→ Work to do: Your task is to write out the lines from the line containing "Place a point on every instance of the wire" through the last line of the material, exactly.

→ Dataset rows:
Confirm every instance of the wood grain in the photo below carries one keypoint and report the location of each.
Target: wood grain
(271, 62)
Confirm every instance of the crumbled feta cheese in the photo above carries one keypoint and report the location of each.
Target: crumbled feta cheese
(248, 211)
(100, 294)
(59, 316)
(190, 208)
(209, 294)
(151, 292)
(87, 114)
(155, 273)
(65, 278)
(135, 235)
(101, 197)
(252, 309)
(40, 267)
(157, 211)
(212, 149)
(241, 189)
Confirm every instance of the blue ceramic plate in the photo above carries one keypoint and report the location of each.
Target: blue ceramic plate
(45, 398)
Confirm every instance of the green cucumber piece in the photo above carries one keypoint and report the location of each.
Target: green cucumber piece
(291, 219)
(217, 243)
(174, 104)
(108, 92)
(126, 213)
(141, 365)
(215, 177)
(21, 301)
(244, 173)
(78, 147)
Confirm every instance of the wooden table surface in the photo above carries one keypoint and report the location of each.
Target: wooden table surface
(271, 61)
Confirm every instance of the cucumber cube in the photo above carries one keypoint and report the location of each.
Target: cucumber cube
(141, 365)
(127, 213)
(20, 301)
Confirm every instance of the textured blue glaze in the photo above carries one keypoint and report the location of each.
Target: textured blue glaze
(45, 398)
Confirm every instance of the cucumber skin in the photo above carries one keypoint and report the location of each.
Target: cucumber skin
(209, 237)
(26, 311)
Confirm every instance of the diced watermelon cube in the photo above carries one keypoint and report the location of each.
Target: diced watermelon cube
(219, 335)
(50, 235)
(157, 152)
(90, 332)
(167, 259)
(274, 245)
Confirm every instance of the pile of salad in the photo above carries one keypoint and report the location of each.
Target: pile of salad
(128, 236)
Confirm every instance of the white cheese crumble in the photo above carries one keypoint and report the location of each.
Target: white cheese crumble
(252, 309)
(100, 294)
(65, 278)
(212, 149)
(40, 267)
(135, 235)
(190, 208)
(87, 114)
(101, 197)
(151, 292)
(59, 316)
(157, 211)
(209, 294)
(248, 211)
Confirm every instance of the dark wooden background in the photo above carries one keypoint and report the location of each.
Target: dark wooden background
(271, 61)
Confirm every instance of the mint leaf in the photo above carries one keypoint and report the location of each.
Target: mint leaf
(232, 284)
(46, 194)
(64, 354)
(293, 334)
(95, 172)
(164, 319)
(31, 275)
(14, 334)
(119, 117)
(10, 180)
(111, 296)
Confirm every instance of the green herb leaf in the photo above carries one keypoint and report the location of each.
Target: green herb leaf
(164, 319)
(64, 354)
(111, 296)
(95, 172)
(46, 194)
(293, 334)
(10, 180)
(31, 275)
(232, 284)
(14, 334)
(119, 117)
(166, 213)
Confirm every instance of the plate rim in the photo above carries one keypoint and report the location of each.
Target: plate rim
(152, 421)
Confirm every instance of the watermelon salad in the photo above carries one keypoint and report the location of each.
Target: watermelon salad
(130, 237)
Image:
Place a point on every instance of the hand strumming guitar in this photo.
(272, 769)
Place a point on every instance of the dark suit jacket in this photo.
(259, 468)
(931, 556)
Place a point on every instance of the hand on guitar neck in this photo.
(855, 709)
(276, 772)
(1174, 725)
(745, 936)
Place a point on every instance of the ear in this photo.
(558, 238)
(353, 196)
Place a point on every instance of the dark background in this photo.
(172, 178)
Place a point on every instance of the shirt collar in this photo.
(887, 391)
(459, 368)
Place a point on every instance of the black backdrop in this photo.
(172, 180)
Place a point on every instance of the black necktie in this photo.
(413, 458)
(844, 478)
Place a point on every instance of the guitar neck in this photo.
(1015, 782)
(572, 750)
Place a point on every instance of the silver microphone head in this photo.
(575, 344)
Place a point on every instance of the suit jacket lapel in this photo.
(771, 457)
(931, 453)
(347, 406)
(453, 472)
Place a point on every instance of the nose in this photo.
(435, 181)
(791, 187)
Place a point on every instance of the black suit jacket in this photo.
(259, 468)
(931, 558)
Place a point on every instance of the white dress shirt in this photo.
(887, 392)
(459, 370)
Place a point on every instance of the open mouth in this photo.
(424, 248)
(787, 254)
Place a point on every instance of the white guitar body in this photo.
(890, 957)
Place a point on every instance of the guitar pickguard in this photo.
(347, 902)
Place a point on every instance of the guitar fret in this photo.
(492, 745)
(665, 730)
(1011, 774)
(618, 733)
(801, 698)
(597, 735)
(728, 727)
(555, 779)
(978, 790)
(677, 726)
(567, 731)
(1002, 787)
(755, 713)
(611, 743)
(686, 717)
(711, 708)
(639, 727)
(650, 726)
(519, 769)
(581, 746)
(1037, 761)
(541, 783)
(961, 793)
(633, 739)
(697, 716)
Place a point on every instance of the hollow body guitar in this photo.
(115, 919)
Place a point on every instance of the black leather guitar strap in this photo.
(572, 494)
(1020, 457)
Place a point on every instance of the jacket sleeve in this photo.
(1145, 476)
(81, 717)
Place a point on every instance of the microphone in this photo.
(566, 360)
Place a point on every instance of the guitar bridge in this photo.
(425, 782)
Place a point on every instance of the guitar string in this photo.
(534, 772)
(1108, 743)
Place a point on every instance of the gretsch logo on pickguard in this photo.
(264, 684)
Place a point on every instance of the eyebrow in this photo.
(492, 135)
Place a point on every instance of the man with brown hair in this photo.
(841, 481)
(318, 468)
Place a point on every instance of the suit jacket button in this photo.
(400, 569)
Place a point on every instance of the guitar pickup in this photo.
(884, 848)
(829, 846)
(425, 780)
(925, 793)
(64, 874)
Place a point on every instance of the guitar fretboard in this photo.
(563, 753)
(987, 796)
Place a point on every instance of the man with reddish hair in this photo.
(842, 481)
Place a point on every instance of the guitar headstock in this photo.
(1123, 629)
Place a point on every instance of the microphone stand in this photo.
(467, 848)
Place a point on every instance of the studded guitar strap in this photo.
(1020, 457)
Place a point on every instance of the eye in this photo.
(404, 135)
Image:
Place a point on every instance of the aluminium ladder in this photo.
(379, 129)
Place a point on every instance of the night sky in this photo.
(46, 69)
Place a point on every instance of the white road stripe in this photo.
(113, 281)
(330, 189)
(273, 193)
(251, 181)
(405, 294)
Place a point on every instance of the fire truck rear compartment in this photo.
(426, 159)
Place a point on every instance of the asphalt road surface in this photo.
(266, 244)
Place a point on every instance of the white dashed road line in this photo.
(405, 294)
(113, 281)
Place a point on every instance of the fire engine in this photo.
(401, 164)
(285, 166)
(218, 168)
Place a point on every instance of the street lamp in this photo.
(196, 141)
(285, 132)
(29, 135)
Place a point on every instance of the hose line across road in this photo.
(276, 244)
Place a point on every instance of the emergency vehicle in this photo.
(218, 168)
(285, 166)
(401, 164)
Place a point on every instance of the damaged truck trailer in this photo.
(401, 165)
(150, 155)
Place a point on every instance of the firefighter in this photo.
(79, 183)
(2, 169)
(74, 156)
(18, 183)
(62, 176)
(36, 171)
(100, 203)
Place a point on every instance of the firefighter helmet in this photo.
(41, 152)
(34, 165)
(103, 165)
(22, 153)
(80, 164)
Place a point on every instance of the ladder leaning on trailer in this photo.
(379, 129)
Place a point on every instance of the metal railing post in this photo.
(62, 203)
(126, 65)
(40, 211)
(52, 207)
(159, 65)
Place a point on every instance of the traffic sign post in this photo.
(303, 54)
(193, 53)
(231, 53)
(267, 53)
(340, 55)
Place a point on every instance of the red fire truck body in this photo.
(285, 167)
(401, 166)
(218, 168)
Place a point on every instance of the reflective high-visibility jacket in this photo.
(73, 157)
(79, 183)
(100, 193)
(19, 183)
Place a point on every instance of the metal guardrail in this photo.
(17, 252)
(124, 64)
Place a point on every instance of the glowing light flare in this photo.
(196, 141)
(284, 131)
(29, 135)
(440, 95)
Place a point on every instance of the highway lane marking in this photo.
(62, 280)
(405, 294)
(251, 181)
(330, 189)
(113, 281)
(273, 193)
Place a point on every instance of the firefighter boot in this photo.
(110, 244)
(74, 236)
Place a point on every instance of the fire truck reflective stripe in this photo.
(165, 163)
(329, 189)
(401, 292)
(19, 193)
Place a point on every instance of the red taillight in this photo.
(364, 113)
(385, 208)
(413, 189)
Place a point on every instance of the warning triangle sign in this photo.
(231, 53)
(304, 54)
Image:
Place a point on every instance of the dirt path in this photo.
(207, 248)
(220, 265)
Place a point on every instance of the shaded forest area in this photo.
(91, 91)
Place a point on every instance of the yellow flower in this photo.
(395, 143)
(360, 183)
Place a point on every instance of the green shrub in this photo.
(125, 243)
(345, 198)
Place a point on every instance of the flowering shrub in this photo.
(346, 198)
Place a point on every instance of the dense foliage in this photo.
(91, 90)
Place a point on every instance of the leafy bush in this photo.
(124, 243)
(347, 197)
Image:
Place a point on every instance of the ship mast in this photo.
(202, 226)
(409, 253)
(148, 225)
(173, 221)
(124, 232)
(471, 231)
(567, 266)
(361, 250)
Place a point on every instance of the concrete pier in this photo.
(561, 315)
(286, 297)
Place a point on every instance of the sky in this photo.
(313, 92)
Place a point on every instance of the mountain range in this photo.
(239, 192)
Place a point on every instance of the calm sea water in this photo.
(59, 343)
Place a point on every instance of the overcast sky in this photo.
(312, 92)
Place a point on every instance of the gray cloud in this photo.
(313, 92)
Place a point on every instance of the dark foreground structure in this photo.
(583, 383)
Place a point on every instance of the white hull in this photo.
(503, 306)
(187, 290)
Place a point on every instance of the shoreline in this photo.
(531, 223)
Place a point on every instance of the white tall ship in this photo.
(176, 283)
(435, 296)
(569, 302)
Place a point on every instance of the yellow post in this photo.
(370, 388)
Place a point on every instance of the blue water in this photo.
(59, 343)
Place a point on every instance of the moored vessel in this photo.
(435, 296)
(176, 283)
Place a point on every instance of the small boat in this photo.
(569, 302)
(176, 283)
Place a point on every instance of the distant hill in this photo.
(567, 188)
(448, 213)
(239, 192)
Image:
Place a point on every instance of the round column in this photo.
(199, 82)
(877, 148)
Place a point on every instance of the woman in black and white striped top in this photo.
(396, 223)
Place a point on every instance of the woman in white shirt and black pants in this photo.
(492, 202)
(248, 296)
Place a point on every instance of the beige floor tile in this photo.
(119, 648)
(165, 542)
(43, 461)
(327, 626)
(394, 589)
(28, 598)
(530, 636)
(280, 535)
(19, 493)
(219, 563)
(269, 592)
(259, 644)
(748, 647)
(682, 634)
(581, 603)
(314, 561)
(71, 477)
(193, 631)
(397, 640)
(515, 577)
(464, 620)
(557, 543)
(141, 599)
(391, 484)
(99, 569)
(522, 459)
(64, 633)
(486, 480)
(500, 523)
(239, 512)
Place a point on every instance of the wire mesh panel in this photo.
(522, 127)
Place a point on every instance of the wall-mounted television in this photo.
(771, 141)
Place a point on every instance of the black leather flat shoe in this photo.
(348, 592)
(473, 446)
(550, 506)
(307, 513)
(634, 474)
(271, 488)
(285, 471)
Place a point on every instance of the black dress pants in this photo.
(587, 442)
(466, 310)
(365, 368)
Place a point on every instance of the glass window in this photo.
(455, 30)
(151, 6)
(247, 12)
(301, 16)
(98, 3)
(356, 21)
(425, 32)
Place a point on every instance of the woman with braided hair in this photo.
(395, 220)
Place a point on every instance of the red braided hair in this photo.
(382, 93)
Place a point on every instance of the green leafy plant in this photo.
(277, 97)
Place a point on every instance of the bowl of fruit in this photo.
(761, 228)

→ Finished exercise:
Place a point on every instance of the wire mesh panel in this photo.
(522, 127)
Place a point on every instance of the wall-mounted television in this photo.
(771, 141)
Place a point on every instance of the black leather flat shoe in this photo.
(348, 592)
(473, 446)
(550, 506)
(307, 513)
(634, 474)
(271, 488)
(285, 471)
Place a point on every instance of the black dress pants in this photo.
(587, 442)
(466, 310)
(365, 368)
Place a point on every instance of the glass window in this photo.
(455, 30)
(151, 6)
(247, 12)
(301, 16)
(98, 3)
(356, 21)
(425, 32)
Place a point on every instance of the woman with braided hair in this photo.
(395, 220)
Place a point on every instance of the red braided hair in this photo.
(382, 93)
Place a point on every instance of the green leafy plant in this photo.
(277, 97)
Place a point on every instance of the bowl of fruit in this photo.
(761, 228)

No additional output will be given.